Natural language region descriptions

════════

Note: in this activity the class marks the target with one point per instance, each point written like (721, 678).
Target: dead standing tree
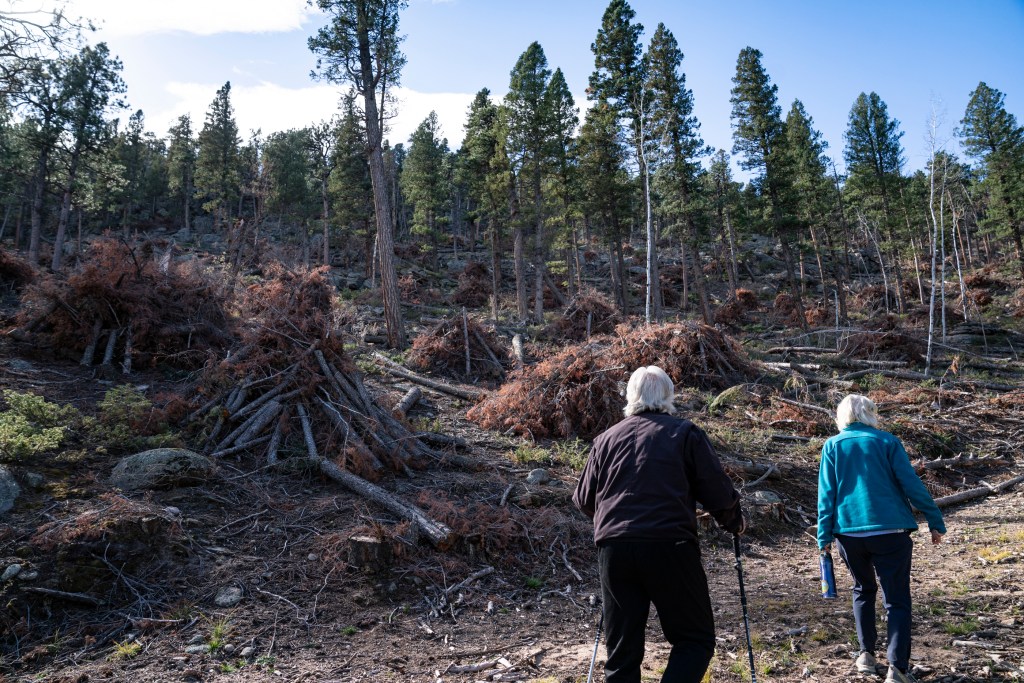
(291, 391)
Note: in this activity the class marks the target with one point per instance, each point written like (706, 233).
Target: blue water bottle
(827, 574)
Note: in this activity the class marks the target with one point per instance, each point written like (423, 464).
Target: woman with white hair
(866, 486)
(640, 485)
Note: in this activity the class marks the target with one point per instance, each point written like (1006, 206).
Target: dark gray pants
(889, 556)
(670, 574)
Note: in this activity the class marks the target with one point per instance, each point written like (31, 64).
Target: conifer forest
(311, 404)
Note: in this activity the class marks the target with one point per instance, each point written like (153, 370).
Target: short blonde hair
(856, 408)
(649, 389)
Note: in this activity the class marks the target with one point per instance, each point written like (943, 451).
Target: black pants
(670, 574)
(889, 556)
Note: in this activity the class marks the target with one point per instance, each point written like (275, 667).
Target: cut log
(980, 492)
(439, 536)
(370, 553)
(392, 368)
(408, 401)
(517, 351)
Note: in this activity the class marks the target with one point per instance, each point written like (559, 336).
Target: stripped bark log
(960, 461)
(392, 368)
(90, 349)
(980, 492)
(520, 360)
(439, 535)
(408, 401)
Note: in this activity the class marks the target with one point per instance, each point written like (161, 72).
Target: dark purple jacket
(644, 476)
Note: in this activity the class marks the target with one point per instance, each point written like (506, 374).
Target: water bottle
(827, 574)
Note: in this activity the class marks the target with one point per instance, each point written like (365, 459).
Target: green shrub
(32, 425)
(127, 420)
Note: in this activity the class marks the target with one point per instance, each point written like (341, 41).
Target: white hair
(856, 408)
(649, 389)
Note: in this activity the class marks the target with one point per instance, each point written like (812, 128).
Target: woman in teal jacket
(865, 488)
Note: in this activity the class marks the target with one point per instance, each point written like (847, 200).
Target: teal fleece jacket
(866, 483)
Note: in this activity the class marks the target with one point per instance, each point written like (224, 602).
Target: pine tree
(759, 135)
(529, 146)
(181, 157)
(675, 131)
(217, 174)
(991, 135)
(873, 159)
(606, 188)
(424, 180)
(815, 206)
(359, 45)
(91, 84)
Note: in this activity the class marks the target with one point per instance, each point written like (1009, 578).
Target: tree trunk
(382, 207)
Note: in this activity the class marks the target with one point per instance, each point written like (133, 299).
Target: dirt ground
(307, 613)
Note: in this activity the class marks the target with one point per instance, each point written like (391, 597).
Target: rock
(9, 489)
(539, 476)
(228, 596)
(162, 468)
(35, 480)
(764, 497)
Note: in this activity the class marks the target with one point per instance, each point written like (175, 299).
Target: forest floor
(307, 614)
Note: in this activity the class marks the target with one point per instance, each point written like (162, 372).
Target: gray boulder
(8, 489)
(162, 468)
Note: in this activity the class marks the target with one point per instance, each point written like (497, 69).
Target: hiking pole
(742, 602)
(597, 641)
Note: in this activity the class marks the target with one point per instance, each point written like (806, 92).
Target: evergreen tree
(815, 206)
(606, 189)
(530, 148)
(181, 156)
(359, 45)
(91, 83)
(759, 135)
(424, 180)
(217, 174)
(473, 170)
(991, 135)
(675, 131)
(350, 184)
(873, 159)
(562, 177)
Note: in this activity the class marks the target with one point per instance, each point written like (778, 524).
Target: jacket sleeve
(913, 488)
(826, 497)
(711, 485)
(585, 496)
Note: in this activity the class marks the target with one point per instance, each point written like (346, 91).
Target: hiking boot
(866, 664)
(896, 676)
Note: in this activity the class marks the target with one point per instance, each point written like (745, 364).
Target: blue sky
(919, 55)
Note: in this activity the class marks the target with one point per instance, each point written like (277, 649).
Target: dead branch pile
(14, 272)
(460, 347)
(692, 354)
(784, 311)
(572, 392)
(291, 392)
(589, 312)
(733, 311)
(152, 310)
(577, 391)
(474, 286)
(884, 345)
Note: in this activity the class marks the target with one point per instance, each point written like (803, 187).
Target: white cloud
(204, 17)
(270, 108)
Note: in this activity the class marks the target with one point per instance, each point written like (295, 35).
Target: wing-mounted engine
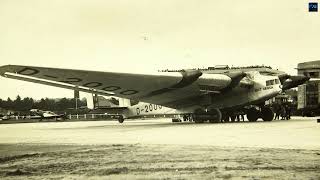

════════

■ **WHAT YOU ARE ASKED TO DO**: Pictures don't belong in the copy. Transcribe every record exactly as it appears.

■ **FINISHED EXERCISE**:
Note: in this activity the class marks the target with one point per instance, each point written like (721, 678).
Target: dead standing tree
(291, 391)
Note: in this activity the class marks the target with one point per instance, each point written like (706, 233).
Target: blue water bottle
(827, 574)
Note: in this activity the class marks the target with one point per instance, each point written like (423, 464).
Target: woman with white hair
(866, 486)
(640, 485)
Note: in this activity the class marks the target with one point per instance, each point written like (1006, 206).
Target: dark gray pants
(889, 556)
(670, 574)
Note: in this activity the class marks the target with one point per instance, each point written like (31, 64).
Target: conifer forest
(311, 404)
Note: in this activity the class marks the target with one point per instance, each point written like (153, 370).
Target: short blonde hair
(856, 408)
(649, 389)
Note: in this activity the class marks the target with one point per instance, each point written like (943, 451).
Target: black pants
(670, 574)
(889, 556)
Note: in this activity the class marks the target with one point per instance, each point written like (275, 667).
Target: cut log
(980, 492)
(439, 536)
(370, 553)
(392, 368)
(408, 401)
(517, 351)
Note: in this activity the class marks the target with one point per instance, each point written like (559, 336).
Target: stripped bark log
(960, 461)
(392, 368)
(90, 349)
(980, 492)
(520, 360)
(439, 535)
(408, 401)
Note: in this activity the class marks the target with one point per instance, each point written like (161, 72).
Target: dark purple jacket
(644, 476)
Note: in this activity the class marks the target with one point per instance, each point written like (506, 374).
Target: water bottle
(827, 574)
Note: in this activity the class marks the target with one point per instance, each point written like (365, 459).
Target: green shrub
(32, 425)
(127, 420)
Note: in this activity the class marks the target with one point per instance, each point written like (341, 41).
Target: white hair
(856, 408)
(649, 389)
Note: in this activity the class marks the target with one point per instance, each point written like (812, 128).
Target: woman in teal jacket
(865, 488)
Note: in this activity the class marks the target with one point per instance, each point written like (847, 200).
Target: teal fleece jacket
(866, 483)
Note: in this activity the class marks the target with one point per instance, each point written like (224, 602).
Target: pine tree
(759, 135)
(529, 146)
(181, 157)
(675, 131)
(217, 174)
(991, 135)
(873, 159)
(606, 188)
(424, 180)
(815, 206)
(359, 45)
(91, 84)
Note: in this activity the class marks the target with one point per instance, each point written like (1009, 578).
Target: tree trunk
(382, 207)
Note: in this activity the class marks the target with one point per instance, each point written like (133, 299).
Target: dirt ground
(307, 613)
Note: in this activity the class marks the target with one point per instance, each point written like (391, 597).
Target: rock
(9, 489)
(539, 476)
(228, 596)
(162, 468)
(35, 480)
(764, 497)
Note: in this activity the class marks the target with one point per instance, each point written like (175, 299).
Target: forest floor
(307, 614)
Note: in this activity the class marks the target with one point per instance, each point written like (162, 372).
Target: gray boulder
(8, 489)
(162, 468)
Note: in this activity the class marks the target with one point per instance, each point written like (497, 69).
Target: hiking pole
(742, 602)
(597, 641)
Note: in this activity the class marks the target with one point per instance, each point written like (806, 92).
Target: evergreen tree
(815, 206)
(606, 189)
(530, 148)
(181, 156)
(359, 45)
(91, 83)
(759, 135)
(424, 180)
(217, 174)
(473, 170)
(991, 135)
(675, 131)
(350, 184)
(873, 159)
(562, 177)
Note: in this activity the class marks the target with one point per instance, each point written like (778, 524).
Target: jacket sleeve
(913, 488)
(826, 497)
(711, 485)
(585, 496)
Note: in this activity the class marks the target with one point per instance, each point written like (346, 91).
Target: hiking boot
(866, 664)
(896, 676)
Note: in this activity the class marks the target with one point per instance, each point written like (745, 364).
Target: blue sky
(919, 55)
Note: in this activity the class marks the target with one point per instance, each point written like (277, 649).
Target: dead branch pile
(14, 272)
(460, 347)
(692, 354)
(784, 311)
(572, 392)
(291, 392)
(589, 312)
(733, 311)
(152, 310)
(577, 391)
(474, 286)
(884, 345)
Note: in this activity the class marks the target with one point per instance, each point written like (803, 187).
Target: white cloud
(204, 17)
(270, 108)
Note: in this activity the class marks the target with one point per instance, each point written like (295, 35).
Target: wing-mounted engine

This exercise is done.